* _Given text_:

=======

Lol yeah, I've honestly just given up on reading takes like that because once you've seen one, you've seen 'em all.

It's an extremely shallow reading, using things like "pale", which you can in fact be while having a darker complexion, with both examples relating less to a physical appearance and more to his aspect in the moment (his face is "white" because he's scared; he's "pale and effeminate" because he's in a wan and weakened state). And I say "both" because you tend to come up with faaaar fewer examples of the text relating Heathcliff as pale than... not.

I also find it funny that this user uses Heathcliff marrying Isabella as an example of why he MUST be white, when Heathcliff and Isabella literally run away together because nobody wants them to be together, PARTICULARLY her brother, and this rips the Linton family asunder. Almost as if.......... it was............... breaking a taboo......................

Like, yeah! 18th century Yorkshire wouldn't have accepted that marriage. And if there's one thing we know about Heathcliff—if it's not accepted, he's not gonna do it.

=======

* _Information shown_:

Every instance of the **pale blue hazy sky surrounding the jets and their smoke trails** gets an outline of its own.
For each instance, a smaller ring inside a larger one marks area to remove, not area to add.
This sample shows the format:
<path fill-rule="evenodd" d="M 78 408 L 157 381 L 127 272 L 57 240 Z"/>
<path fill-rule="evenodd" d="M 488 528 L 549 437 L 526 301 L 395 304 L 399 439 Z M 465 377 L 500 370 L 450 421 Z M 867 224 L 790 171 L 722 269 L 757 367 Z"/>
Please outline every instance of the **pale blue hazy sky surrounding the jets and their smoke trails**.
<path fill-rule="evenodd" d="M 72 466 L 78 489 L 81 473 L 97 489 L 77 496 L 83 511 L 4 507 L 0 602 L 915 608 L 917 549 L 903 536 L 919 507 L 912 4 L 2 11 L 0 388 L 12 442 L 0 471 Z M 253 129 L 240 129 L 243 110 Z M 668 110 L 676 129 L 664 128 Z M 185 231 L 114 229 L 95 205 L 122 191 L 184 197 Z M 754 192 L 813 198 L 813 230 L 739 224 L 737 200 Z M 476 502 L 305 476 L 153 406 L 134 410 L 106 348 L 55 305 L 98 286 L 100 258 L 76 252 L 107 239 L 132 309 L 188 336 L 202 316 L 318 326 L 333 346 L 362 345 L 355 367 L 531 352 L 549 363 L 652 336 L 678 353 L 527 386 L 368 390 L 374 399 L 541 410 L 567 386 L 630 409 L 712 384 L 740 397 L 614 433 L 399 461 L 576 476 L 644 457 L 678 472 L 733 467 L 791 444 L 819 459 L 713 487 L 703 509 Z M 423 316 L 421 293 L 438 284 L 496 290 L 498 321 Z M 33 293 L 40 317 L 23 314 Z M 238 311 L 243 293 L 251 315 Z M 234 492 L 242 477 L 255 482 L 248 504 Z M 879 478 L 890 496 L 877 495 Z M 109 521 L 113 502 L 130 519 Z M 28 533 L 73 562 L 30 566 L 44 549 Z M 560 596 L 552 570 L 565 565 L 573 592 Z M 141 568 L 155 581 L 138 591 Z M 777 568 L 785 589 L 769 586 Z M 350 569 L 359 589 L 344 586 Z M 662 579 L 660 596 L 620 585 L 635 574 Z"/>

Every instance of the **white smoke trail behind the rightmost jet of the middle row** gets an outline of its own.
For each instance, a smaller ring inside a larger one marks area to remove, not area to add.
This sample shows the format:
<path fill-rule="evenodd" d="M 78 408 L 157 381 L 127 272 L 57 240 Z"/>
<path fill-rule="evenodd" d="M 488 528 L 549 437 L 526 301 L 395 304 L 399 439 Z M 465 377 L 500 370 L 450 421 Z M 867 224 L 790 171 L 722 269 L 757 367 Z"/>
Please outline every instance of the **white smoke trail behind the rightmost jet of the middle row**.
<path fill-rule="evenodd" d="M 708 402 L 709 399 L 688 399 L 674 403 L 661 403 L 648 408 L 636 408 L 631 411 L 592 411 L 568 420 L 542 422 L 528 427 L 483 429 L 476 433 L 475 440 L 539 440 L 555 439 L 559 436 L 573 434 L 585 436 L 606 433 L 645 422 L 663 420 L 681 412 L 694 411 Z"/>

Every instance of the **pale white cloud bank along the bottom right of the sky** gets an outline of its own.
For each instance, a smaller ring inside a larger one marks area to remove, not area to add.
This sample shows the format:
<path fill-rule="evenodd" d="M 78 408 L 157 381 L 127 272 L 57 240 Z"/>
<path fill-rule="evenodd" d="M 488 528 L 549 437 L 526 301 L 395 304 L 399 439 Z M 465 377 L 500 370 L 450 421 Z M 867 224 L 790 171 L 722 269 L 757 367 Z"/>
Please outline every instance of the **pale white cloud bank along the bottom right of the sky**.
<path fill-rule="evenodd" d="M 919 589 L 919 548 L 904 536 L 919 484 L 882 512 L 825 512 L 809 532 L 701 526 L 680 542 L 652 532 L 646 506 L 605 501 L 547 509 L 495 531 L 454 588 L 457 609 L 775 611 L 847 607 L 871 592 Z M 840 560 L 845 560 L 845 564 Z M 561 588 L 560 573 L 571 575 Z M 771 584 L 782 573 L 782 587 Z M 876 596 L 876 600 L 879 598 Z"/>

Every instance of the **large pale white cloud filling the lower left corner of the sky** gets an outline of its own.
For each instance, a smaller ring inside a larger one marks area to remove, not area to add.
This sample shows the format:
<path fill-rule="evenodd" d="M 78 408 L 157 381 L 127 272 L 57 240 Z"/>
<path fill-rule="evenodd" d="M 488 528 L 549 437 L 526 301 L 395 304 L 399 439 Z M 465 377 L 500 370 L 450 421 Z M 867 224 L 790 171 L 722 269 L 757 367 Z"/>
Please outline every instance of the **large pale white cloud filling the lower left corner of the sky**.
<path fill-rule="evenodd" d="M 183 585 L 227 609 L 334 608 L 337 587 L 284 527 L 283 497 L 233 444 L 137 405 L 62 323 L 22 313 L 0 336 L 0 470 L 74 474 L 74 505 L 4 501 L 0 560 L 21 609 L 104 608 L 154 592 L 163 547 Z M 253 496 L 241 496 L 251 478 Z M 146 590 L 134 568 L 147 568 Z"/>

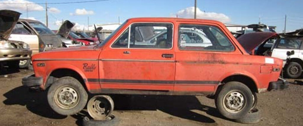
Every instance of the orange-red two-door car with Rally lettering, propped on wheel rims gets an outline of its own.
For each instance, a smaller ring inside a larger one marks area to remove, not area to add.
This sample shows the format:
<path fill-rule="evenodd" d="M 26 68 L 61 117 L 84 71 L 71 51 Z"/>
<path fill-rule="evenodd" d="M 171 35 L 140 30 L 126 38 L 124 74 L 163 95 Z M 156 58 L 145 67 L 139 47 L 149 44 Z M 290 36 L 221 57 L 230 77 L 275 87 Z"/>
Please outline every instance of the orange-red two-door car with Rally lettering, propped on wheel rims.
<path fill-rule="evenodd" d="M 140 28 L 147 30 L 136 32 Z M 192 40 L 181 29 L 199 29 L 211 45 L 187 44 Z M 138 42 L 140 36 L 152 38 L 160 32 L 166 34 L 155 45 Z M 35 74 L 23 78 L 23 85 L 49 88 L 48 103 L 62 115 L 81 111 L 88 93 L 215 95 L 218 111 L 236 119 L 254 108 L 255 93 L 288 88 L 279 79 L 281 59 L 250 55 L 221 22 L 211 20 L 132 18 L 97 46 L 49 50 L 32 61 Z M 97 95 L 88 112 L 95 118 L 108 115 L 111 101 Z"/>

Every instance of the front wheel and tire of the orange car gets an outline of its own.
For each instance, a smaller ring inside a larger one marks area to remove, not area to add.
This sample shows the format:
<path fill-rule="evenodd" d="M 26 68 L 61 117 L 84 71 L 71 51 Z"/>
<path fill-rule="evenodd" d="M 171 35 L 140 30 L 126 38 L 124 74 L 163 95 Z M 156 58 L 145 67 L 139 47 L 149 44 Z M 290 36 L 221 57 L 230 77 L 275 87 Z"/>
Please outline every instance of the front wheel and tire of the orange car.
<path fill-rule="evenodd" d="M 74 105 L 71 107 L 64 105 L 62 100 L 60 101 L 63 98 L 65 102 L 67 101 Z M 71 102 L 71 99 L 76 100 Z M 47 93 L 48 104 L 55 112 L 61 115 L 73 115 L 80 112 L 85 107 L 87 99 L 88 94 L 82 84 L 77 79 L 69 76 L 56 80 Z"/>

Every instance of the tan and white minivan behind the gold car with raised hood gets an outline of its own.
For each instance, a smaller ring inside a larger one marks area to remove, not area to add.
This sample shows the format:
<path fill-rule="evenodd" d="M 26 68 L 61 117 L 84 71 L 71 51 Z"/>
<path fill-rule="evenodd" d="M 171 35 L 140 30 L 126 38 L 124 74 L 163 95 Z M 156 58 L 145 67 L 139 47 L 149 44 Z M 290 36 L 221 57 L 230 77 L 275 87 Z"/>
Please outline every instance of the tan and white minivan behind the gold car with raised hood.
<path fill-rule="evenodd" d="M 40 21 L 19 19 L 9 40 L 23 41 L 29 44 L 33 54 L 62 47 L 62 41 Z M 21 60 L 19 66 L 27 67 L 30 60 Z"/>

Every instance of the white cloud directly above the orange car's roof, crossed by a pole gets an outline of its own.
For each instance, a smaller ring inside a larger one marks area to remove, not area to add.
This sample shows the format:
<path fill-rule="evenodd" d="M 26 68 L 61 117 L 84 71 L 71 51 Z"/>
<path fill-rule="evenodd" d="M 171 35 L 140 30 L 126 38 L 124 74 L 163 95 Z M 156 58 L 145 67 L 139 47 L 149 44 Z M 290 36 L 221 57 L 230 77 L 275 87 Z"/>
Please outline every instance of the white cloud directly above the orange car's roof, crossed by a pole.
<path fill-rule="evenodd" d="M 188 7 L 177 12 L 179 18 L 194 18 L 194 14 L 195 14 L 195 7 Z M 197 18 L 211 19 L 221 22 L 231 21 L 231 19 L 224 14 L 215 13 L 215 12 L 203 12 L 199 8 L 197 8 Z"/>

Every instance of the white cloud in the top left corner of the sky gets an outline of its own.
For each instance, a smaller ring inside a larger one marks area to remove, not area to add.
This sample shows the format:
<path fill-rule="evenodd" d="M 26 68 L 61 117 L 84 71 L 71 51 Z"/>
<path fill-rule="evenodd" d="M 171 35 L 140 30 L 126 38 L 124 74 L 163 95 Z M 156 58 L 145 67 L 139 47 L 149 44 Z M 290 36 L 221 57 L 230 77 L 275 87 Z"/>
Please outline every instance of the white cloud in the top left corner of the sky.
<path fill-rule="evenodd" d="M 23 4 L 4 4 L 4 3 L 23 3 Z M 28 4 L 28 5 L 26 5 Z M 27 7 L 26 7 L 27 6 Z M 43 11 L 44 8 L 41 5 L 34 4 L 34 2 L 26 0 L 4 0 L 0 1 L 1 9 L 10 9 L 15 11 Z"/>

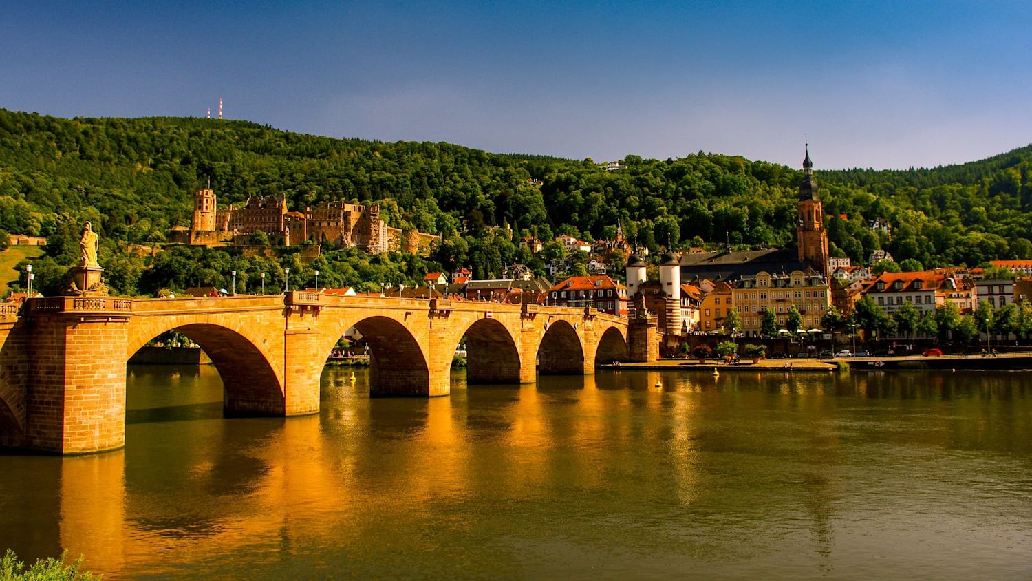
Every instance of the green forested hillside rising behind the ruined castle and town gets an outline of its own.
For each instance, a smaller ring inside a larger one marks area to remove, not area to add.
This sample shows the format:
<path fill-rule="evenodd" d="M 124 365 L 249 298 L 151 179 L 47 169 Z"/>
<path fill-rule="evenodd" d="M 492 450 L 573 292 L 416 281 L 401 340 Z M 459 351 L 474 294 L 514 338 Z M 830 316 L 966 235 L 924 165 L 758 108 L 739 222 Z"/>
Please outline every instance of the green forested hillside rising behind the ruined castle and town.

=======

* _To do_:
1. According to the post about Heathcliff, why is his face "white"?
2. List every word or phrase that the post about Heathcliff puts in quotation marks.
3. Continue the post about Heathcliff from its last sentence.

* _Task answers_:
1. Because he's scared.

2. "pale", "white", "pale and effeminate", "both"

3.
One of the entire points of his character is that he lives against law and taboo and societal norms (while at the same time being deeply aware of the fact that his existence doesn't gel with them). In that thread, that user references the Byronic hero, with the name drawing from Lord Byron and his own literary fascinations. Byron was obsessed with taboo, lived to break them (most famously the taboo of sleeping with people of the same sex, and probably the taboo of incest as well... COME TO MY TED TALK TO DISCUSS HOW THAT COULD RELATE TO HEATHCLIFF, ALSO). One of the reasons why more recent scholarship (and I don't even mean super recent) surrounding Wuthering Heights has come to terms with the interpretation of Heathcliff as a man of color is that he does embody the taboo even more.

And obviously... some taboos (the incest one) exist for a reason. But the book also seems interested in questioning how much we really gain by treating someone (someone like Heathcliff) as other and wrong simply for existing. Again, we go into the cycle of abuse.

I also find it rather belittling of people to refer to general 18th and 19th century values when discussing how people "would have" seen Heathcliff, or interpreted the text. Because, for one thing—yeah! A lot of contemporary readers did not in fact Get It. Perhaps in part because they did have the biases that people like that user seem to believe would have prevented the author from exploring Heathcliff as a man of color.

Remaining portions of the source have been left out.